▶ PROBLEM: Write out the rows between the lines holding "of the parasail" and "[(320, 496)]", inclusive, as a JSON list of strings with one string per line. Skip any blank lines.
***** LISTING
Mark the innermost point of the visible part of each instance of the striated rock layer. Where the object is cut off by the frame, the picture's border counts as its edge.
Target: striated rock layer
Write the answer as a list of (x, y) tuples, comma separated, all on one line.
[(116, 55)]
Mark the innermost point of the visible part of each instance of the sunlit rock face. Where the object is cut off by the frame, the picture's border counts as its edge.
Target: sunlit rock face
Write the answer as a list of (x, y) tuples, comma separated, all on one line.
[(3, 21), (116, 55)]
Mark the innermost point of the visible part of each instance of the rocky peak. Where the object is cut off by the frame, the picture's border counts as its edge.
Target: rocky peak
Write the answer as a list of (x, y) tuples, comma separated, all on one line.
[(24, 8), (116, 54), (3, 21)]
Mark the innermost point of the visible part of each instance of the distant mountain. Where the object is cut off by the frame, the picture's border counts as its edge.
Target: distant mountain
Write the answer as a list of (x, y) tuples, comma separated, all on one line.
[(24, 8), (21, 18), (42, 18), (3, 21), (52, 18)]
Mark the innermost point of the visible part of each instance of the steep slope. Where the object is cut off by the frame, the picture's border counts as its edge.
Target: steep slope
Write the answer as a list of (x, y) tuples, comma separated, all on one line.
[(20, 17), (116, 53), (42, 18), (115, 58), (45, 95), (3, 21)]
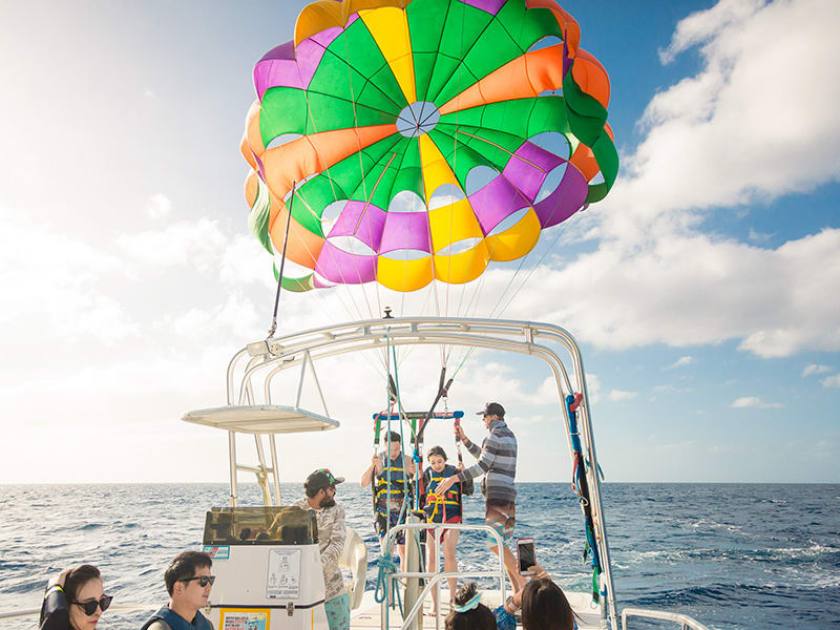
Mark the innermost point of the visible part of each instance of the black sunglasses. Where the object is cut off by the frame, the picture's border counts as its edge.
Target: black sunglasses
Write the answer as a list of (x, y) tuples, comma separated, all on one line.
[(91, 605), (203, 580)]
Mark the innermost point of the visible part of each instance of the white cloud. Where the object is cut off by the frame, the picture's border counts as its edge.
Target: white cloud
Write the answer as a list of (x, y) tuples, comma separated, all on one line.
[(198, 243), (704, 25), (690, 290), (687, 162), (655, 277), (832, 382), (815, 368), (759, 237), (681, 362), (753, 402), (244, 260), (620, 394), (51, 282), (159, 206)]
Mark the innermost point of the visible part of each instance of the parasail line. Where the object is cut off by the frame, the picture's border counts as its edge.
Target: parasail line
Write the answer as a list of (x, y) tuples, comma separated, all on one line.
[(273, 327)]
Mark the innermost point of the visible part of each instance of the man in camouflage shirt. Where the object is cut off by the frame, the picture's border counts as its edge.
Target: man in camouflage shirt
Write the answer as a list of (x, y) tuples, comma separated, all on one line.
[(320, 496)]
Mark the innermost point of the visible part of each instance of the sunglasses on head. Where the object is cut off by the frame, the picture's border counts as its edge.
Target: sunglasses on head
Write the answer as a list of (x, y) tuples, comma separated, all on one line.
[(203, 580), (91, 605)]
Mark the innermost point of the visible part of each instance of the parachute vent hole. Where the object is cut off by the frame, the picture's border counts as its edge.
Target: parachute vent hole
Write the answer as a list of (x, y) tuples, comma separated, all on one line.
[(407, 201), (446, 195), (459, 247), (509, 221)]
**********
▶ SOLUTION FOR THIS PROBLEM:
[
  "Mark the innermost point of the visible part of each instance of the parasail line. Where the object is cut off by the frame, the picture's border counts as its edge.",
  "Target: parasail line",
  "Write the answer as a list of (x, y) tuples, comma separated, all on one line.",
  "[(273, 327)]",
  "Mark the innermost point of the visible part of each instance of the man in camouflage shirt. Where the object is cut off by the frame, the picture's border counts as its edge.",
  "Target: man in camouflage shirt",
  "Write the answer as a list of (x, y) tuples, comma separated, all on one line.",
  "[(320, 496)]"
]